Written exercise
Please copy the lines below, substituting "tail feather" for "wing feather" and leaving everything else unchanged.

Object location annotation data
***

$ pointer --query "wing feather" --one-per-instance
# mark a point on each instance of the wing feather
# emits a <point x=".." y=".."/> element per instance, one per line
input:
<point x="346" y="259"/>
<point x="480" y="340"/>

***

Solved exercise
$ pointer --query "tail feather" --one-per-instance
# mark a point on each instance of the tail feather
# emits a <point x=".." y=".."/> element per instance, one per line
input:
<point x="346" y="259"/>
<point x="480" y="340"/>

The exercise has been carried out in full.